- _Task item_: Please give back each line below unchanged; none of the pictures should appear.

Natural language region descriptions
──────

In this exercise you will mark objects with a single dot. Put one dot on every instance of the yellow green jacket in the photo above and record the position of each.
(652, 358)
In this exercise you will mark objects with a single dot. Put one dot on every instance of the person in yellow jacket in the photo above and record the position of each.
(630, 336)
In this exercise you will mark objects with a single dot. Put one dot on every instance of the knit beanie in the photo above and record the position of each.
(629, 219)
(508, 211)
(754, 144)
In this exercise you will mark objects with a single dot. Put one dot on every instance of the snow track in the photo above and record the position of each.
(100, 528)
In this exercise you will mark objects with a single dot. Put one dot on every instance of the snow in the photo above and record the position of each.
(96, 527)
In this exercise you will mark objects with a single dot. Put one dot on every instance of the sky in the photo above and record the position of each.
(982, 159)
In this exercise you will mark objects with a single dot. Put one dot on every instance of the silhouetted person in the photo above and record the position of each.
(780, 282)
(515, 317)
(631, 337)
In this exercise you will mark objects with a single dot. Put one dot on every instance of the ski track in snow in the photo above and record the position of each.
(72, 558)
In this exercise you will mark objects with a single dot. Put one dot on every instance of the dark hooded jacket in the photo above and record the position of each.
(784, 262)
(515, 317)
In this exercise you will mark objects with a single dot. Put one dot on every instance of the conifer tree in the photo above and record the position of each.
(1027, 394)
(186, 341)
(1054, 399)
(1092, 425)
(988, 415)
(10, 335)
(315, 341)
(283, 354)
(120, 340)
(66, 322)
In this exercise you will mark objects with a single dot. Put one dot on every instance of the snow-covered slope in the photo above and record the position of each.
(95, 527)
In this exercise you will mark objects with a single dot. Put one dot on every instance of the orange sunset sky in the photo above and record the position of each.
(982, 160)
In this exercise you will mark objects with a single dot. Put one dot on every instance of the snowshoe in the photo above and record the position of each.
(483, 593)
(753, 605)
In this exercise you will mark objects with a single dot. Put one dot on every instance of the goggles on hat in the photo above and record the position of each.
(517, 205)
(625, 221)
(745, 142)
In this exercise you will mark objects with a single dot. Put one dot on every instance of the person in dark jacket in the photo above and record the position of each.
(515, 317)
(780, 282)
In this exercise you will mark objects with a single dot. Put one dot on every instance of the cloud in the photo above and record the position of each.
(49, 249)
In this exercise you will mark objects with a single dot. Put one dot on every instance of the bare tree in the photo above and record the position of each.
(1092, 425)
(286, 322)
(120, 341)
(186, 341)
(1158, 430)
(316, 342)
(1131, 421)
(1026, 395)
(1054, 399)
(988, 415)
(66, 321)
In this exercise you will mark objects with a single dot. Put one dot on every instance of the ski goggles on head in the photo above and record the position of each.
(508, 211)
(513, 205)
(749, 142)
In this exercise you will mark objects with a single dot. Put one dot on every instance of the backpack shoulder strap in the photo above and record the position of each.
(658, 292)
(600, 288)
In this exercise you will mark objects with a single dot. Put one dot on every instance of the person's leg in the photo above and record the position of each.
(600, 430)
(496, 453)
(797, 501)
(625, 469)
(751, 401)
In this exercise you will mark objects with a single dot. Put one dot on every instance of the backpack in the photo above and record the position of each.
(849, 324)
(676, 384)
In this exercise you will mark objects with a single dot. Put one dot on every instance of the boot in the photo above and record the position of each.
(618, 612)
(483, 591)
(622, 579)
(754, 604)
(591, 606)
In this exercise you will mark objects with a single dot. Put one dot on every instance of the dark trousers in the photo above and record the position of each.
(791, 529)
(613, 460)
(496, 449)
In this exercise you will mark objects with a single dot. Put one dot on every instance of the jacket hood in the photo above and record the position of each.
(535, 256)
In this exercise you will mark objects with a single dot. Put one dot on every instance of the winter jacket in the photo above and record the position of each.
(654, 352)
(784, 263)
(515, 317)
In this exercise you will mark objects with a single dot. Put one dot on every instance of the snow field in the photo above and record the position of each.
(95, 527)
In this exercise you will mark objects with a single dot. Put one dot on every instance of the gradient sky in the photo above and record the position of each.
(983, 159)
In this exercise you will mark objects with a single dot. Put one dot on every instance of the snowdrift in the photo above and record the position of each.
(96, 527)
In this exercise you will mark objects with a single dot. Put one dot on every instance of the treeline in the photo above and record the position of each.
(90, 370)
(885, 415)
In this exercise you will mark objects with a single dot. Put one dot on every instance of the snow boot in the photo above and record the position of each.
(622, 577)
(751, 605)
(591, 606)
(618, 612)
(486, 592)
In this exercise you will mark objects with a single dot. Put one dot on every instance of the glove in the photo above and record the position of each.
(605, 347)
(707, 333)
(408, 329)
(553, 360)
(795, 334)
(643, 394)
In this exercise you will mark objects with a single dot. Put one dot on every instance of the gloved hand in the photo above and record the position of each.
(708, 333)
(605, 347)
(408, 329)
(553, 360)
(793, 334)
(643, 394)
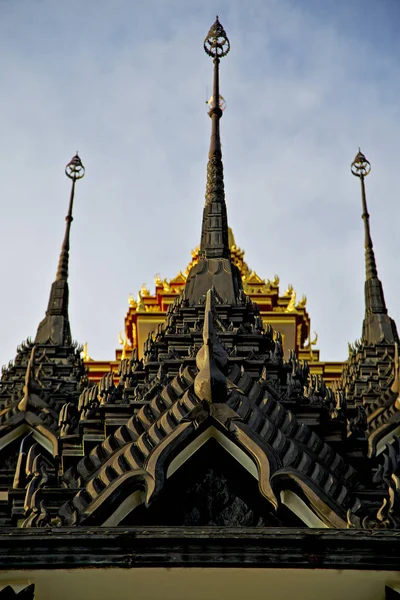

──────

- _Answer box_:
In this exercise you will mark objects with a single dot. Put one dot on every instance of the yellow green jacket in the photo above and record the position of each.
(652, 358)
In this exercise you will mark objects with a single dot. Put one dot on every instance of the person in yellow jacket in the photo above and record the position of each.
(630, 336)
In this exercise you will mark objects with a single dot. Put one dot on every instance of the knit beanie in the photo above and record the position of each.
(629, 219)
(508, 211)
(754, 144)
In this exercise you will mark objects with a single dot. Put one dot on every instance of the snow track in the photo above and record the position of each.
(100, 528)
In this exercise you will mark objects with a single dot. Put one dot on every instance of the snow in the photo above and record the position of each.
(96, 527)
In this exercise you will mark objects with a single dot. Put one dot on every instance of the sky in the photo above and record the position of each.
(982, 159)
In this exercise you will mark objects with a single dot. Put one dot on every instance of the silhouetted person in the photo above and record the position of each.
(780, 282)
(515, 317)
(631, 337)
In this exercise you will mark objects with a single dot. Put one dot on every instance of the ski track in snow in the photo above and record the position of each.
(72, 558)
In this exercise you will mark objects with a single dot. Put one dot on every instance of the dark hooded jacket in the photo above and record the position of each.
(784, 262)
(515, 317)
In this exercise you will mark objects with a single dot. Put one dot on every instance of the conifer tree in the photo above and record the position of each.
(1027, 394)
(186, 341)
(1054, 399)
(1092, 425)
(988, 415)
(10, 335)
(315, 341)
(283, 354)
(120, 340)
(66, 322)
In this exercise you will mark objects with a single dot. Put one dot on every instance of the snow-covered slope in the photo above and record the position of each.
(95, 527)
In this exercise you will mark objects with a single dot. Put one dot on every instance of the orange sunset sky in the photo above and record the position of each.
(982, 160)
In this exercise you will mark objects with a single dot. Put one dot on every instance of the snowshoe in the photo above and record the position of each.
(483, 593)
(753, 605)
In this exercise you will mark objects with a single dot. Put one dot on every instance of the goggles on hat in the photo above and record the position of each.
(517, 205)
(625, 221)
(745, 142)
In this exercise you will mark objects with a single dot. Put one dot on every instance of the person in dark jacket in the photo above and record the position of each.
(515, 317)
(780, 282)
In this exercise you will mark objects with a single dot. Put one dot on every instance of the cloud in the photo above and record the position of each.
(49, 249)
In this exercise you will mark objects with a single dot. Put one dot on every instance of the bare tree in the photo above and record the position of each.
(1092, 425)
(286, 322)
(120, 341)
(186, 341)
(1158, 430)
(316, 342)
(1131, 421)
(1026, 395)
(1054, 399)
(988, 415)
(66, 321)
In this exercise you will mark objects with a single dot. Put one dot on every instance of the ski goggles on head in the photo above and record the position of each.
(508, 211)
(513, 205)
(749, 142)
In this exercise you will mark objects with a single dot. Put one dot on every instance of the backpack shoulder strap in the photo above and record the position of each.
(658, 292)
(600, 288)
In this exercise you will mark objects with a single dot. Put one dot on every instance of the person's leg in the photo above and record the position of each.
(600, 430)
(496, 453)
(797, 501)
(625, 469)
(751, 401)
In this exercise you will mark objects with a single dot. Put one dot on every instance of the backpack in the photo above and record the position of each.
(849, 324)
(676, 384)
In this exercise you will mark objects with a single dot. Put one dot on every instance of the boot in the photo above and record the position of each.
(618, 612)
(483, 591)
(622, 579)
(754, 604)
(591, 606)
In this exercise you will mark objects with a single dot. Put one dot on every instance of the dark trousers in the photo above and record the position of each.
(791, 529)
(613, 460)
(496, 449)
In this exercise you will mark objects with a single dot. Put one dot on every instance of the jacket hood in the photo above and record the position of each.
(535, 256)
In this exercise you will mark objects with a single dot. Put one dot on every instance of the winter jacket in the photo above and record the position of each.
(654, 352)
(784, 263)
(515, 317)
In this exercise you will mark objects with a single dot. Put one dot on every instance of the snow field in the photo above and record the position of each.
(95, 527)
In this exercise you will mark objects with a single dot. Put one dot on every instance of the gradient sky in the photo above and record the position of each.
(983, 159)
In this exercise you will mark objects with a single dot. Put one dot on every instance of the snowdrift in the photo above and record the position of each.
(96, 527)
In this exercise you will mark objects with a single dot. Put one dot on every instance of the treeline in the photo above and record the position of each.
(90, 370)
(885, 415)
In this exercise you will mark objects with a single dot. Put one dot on every instance of the snow boot in the photo above and record the position of each.
(622, 577)
(751, 605)
(591, 606)
(618, 612)
(486, 592)
In this exercise you will mark objects with a single dot. Put one dot on every instance of the glove in the photo above and record the position of each.
(605, 347)
(707, 333)
(408, 329)
(553, 360)
(795, 334)
(643, 394)
In this exercise you will mark objects with a single dot. Put one dot on every instance of the gloved hand in the photo above and record the position of each.
(708, 333)
(605, 347)
(408, 329)
(553, 360)
(793, 334)
(643, 394)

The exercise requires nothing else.